■ GIVEN INSTRUCTION
According to the passage on Rijeka, during which years did Fiorello H. La Guardia serve as United States consular agent?

■ DOCUMENT TEXT
____________________

Start the day with a stroll down Korzo, Rijeka’s main pedestrian thoroughfare and nerve center. Just off the avenue on a secluded square, dip into Samovar Bar, a cafe with more than 100 teas. Then stroll past the building — now housing a chocolate shop — where a young Fiorello H. La Guardia served as United States consular agent, from 1904 to 1906, then continue to the harborside City Market. Explore open-air kiosks and tables overflowing with fruits and vegetables, surrounding three 19th-century iron pavilions selling meats, cheeses, fresh bread, liqueurs, nuts and right-off-the-boat seafood.

____________________

(Point-based annotation data)
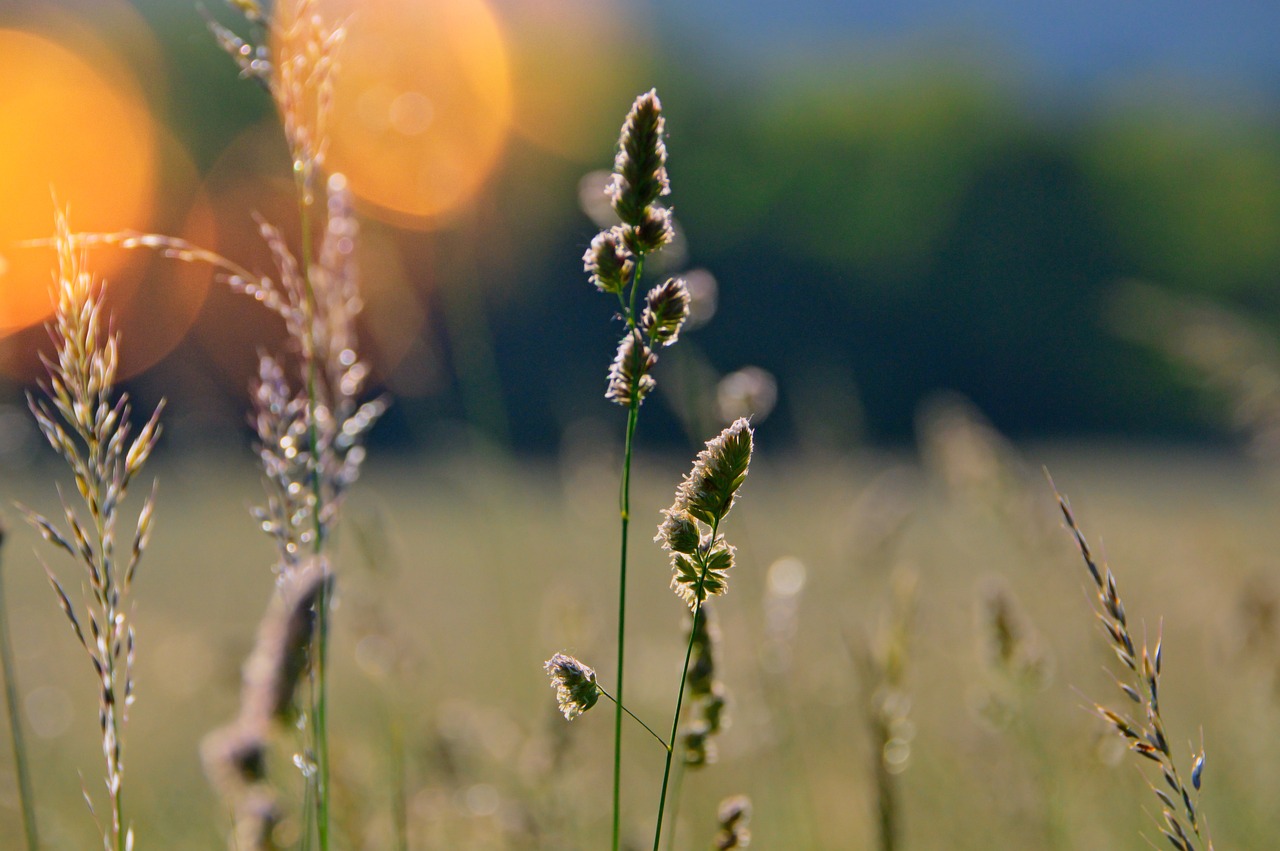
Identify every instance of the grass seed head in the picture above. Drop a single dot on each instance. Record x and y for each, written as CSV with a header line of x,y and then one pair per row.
x,y
629,374
608,261
664,311
640,165
574,683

____________________

■ EXERCISE SOLUTION
From 1904 to 1906.